● **Materials provided**:
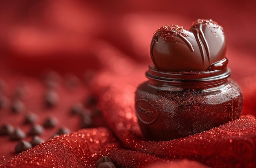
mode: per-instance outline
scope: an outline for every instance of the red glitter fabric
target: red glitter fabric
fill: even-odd
[[[101,81],[99,79],[102,75],[106,74],[99,75],[96,80],[98,86],[102,85],[97,82]],[[82,129],[56,137],[4,163],[2,167],[94,168],[97,159],[103,155],[109,156],[121,168],[163,163],[170,167],[173,164],[180,167],[193,164],[198,164],[198,167],[256,166],[254,116],[244,116],[184,138],[158,142],[144,140],[134,108],[136,82],[130,77],[118,79],[119,76],[114,74],[112,76],[110,80],[112,82],[109,81],[106,87],[95,87],[96,93],[101,95],[99,105],[108,128]],[[175,161],[184,159],[204,165],[186,160]],[[162,165],[159,165],[155,166]]]
[[[79,91],[87,93],[88,90],[94,90],[95,94],[100,95],[99,106],[107,127],[82,129],[56,137],[10,159],[10,156],[14,155],[14,145],[8,141],[7,137],[1,137],[0,155],[5,156],[0,159],[1,167],[95,168],[96,161],[103,155],[108,156],[117,166],[121,168],[256,167],[256,120],[251,115],[256,116],[255,34],[251,31],[255,26],[256,22],[252,21],[255,15],[255,3],[222,1],[211,3],[209,7],[208,2],[202,1],[198,5],[199,2],[186,1],[182,2],[184,5],[170,8],[174,7],[173,2],[153,1],[108,1],[97,5],[94,2],[81,1],[82,4],[74,2],[77,7],[72,8],[74,6],[67,1],[53,1],[57,5],[45,8],[47,9],[45,11],[52,13],[49,16],[54,16],[50,17],[54,24],[57,23],[58,27],[62,28],[61,31],[53,29],[49,33],[42,29],[45,26],[51,28],[49,19],[31,29],[29,26],[31,23],[16,20],[9,22],[11,16],[4,15],[6,11],[12,13],[19,11],[16,17],[13,16],[15,18],[28,15],[22,9],[8,8],[6,4],[1,5],[1,13],[4,17],[0,19],[2,25],[0,30],[0,48],[4,48],[4,51],[8,54],[1,52],[1,77],[11,70],[38,75],[45,67],[63,73],[71,70],[76,74],[88,69],[103,69],[95,79],[95,83],[92,84],[93,87],[86,90],[80,89]],[[10,6],[17,6],[12,1],[6,2]],[[29,5],[23,1],[19,3]],[[60,7],[60,11],[58,7]],[[165,7],[165,11],[163,10]],[[136,11],[139,8],[144,9]],[[35,12],[40,11],[40,9],[32,9],[28,10],[31,12],[31,19],[36,15]],[[80,12],[77,13],[80,20],[73,19],[75,16],[73,14],[76,13],[75,11]],[[130,14],[132,12],[134,14]],[[38,13],[41,16],[42,13]],[[146,80],[144,74],[150,61],[145,51],[149,50],[152,33],[168,23],[186,25],[184,27],[189,28],[191,20],[204,16],[211,17],[212,13],[213,19],[223,24],[226,30],[229,43],[227,53],[228,66],[232,71],[231,77],[243,90],[244,116],[218,128],[184,138],[158,142],[143,140],[134,111],[134,92],[137,85]],[[36,21],[40,20],[35,18]],[[67,19],[66,22],[57,22]],[[17,24],[12,24],[13,22]],[[36,23],[33,24],[37,25]],[[7,32],[8,29],[10,32]],[[70,35],[70,32],[75,33]],[[5,39],[7,42],[4,41]],[[38,39],[40,40],[37,41]],[[6,57],[2,58],[3,56]],[[135,63],[135,60],[140,63]],[[143,62],[146,63],[141,63]],[[106,67],[112,72],[106,71]],[[12,77],[7,83],[9,87],[10,81],[15,78],[12,75],[11,73],[6,75]],[[39,92],[43,95],[43,90],[38,87],[39,84],[28,82],[32,83],[32,87],[29,88],[31,92],[39,91],[34,92]],[[67,109],[74,99],[79,100],[85,95],[68,94],[60,94],[60,98],[63,99],[61,100],[64,101],[55,112],[58,111],[61,117],[59,119],[61,122],[75,125],[75,120],[62,115],[61,112]],[[32,98],[28,103],[33,105],[34,109],[39,108],[41,105],[38,103],[40,102],[36,101],[39,98]],[[0,114],[2,121],[6,119],[7,113],[0,112],[2,113]],[[48,111],[38,111],[45,112]],[[23,118],[21,116],[13,116],[10,120],[14,124]],[[52,135],[56,131],[46,132]],[[49,136],[43,137],[46,139]],[[8,149],[9,153],[4,152]]]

● **Your instructions**: Reproduce all of the material with every occurrence of "red glitter fabric" switched to "red sequined fabric" and everything else left unchanged. Omit the pictures from your answer.

● **Exercise answer**:
mode: per-instance outline
scope: an outline for every instance of the red sequined fabric
target: red sequined fabric
fill: even-odd
[[[101,81],[99,79],[102,75],[106,74],[99,75],[96,80],[98,86],[102,85],[97,82]],[[82,129],[56,137],[4,163],[2,167],[94,168],[97,159],[103,155],[109,156],[121,168],[163,163],[170,167],[173,164],[180,167],[193,164],[198,164],[198,167],[256,166],[254,116],[244,116],[184,138],[158,142],[144,140],[134,108],[136,82],[130,77],[118,79],[119,76],[114,74],[112,76],[110,80],[112,82],[109,81],[106,87],[95,87],[96,93],[101,95],[99,105],[108,128]],[[175,161],[184,159],[204,165],[186,160]],[[162,165],[159,165],[155,166]]]
[[[79,91],[87,93],[88,90],[94,90],[95,94],[100,95],[99,106],[107,127],[82,129],[56,137],[10,159],[10,156],[14,155],[14,145],[8,141],[7,137],[1,137],[0,155],[5,156],[0,159],[1,167],[95,168],[96,161],[103,155],[108,156],[117,166],[121,168],[256,167],[256,120],[251,115],[256,116],[255,34],[251,31],[255,26],[256,22],[252,21],[255,15],[255,3],[222,1],[211,3],[209,7],[208,2],[202,1],[198,5],[199,2],[186,1],[182,2],[184,5],[170,8],[174,7],[173,2],[153,1],[108,1],[97,5],[94,2],[81,1],[82,4],[74,2],[77,7],[72,8],[74,6],[67,1],[53,1],[57,5],[45,8],[47,9],[45,11],[52,13],[49,16],[54,16],[50,17],[54,24],[57,23],[58,27],[62,28],[61,31],[53,29],[49,33],[42,29],[45,26],[51,28],[49,19],[31,29],[29,26],[31,23],[16,20],[9,22],[11,16],[4,15],[6,11],[12,13],[19,11],[16,17],[13,16],[15,18],[28,15],[22,9],[8,8],[6,4],[1,5],[1,13],[4,17],[0,19],[2,25],[0,30],[0,48],[4,48],[4,51],[8,54],[1,52],[1,77],[11,70],[38,75],[45,67],[63,73],[71,70],[76,74],[88,69],[103,69],[95,79],[95,83],[92,84],[93,87],[86,90],[80,89]],[[10,6],[17,6],[12,1],[6,2]],[[29,5],[23,1],[19,3]],[[60,7],[60,11],[58,7]],[[165,7],[165,11],[163,10]],[[136,11],[139,8],[144,9]],[[35,12],[40,11],[40,9],[32,9],[28,10],[31,12],[31,19],[36,15]],[[80,12],[77,13],[80,20],[73,19],[75,16],[73,14],[76,13],[75,11]],[[130,14],[132,12],[134,14]],[[38,13],[41,16],[42,13]],[[146,80],[144,74],[150,61],[145,51],[149,50],[152,33],[168,23],[186,25],[184,27],[189,28],[191,20],[204,16],[211,17],[212,13],[213,19],[223,24],[226,30],[229,43],[227,53],[228,66],[232,71],[231,77],[243,90],[244,116],[218,128],[184,138],[158,142],[143,140],[134,111],[134,92],[137,85]],[[36,21],[40,20],[35,18]],[[67,19],[66,22],[57,22]],[[17,24],[12,24],[13,22]],[[36,23],[33,24],[37,25]],[[7,32],[8,29],[10,32]],[[70,35],[70,32],[75,33]],[[5,39],[7,42],[4,41]],[[38,39],[40,40],[37,41]],[[6,57],[2,58],[3,56]],[[135,63],[135,60],[140,63]],[[143,62],[146,63],[141,63]],[[106,67],[112,72],[106,71]],[[12,77],[7,83],[9,87],[10,81],[15,78],[12,75],[11,73],[6,75]],[[39,92],[43,95],[43,90],[38,87],[39,84],[28,82],[32,83],[32,87],[29,88],[31,92],[39,91],[34,92]],[[67,109],[74,99],[79,100],[85,95],[68,94],[60,94],[60,98],[63,99],[61,100],[64,101],[55,112],[58,111],[61,117],[59,119],[61,122],[75,125],[75,120],[62,115],[61,112]],[[32,98],[28,103],[33,105],[34,109],[39,108],[41,105],[38,103],[40,102],[36,101],[39,98]],[[0,114],[2,121],[6,119],[7,113],[0,112],[2,113]],[[48,111],[38,111],[45,112]],[[23,118],[21,116],[13,116],[10,120],[14,124]],[[52,135],[56,131],[46,132]],[[49,136],[43,137],[46,139]],[[8,149],[9,153],[4,152]]]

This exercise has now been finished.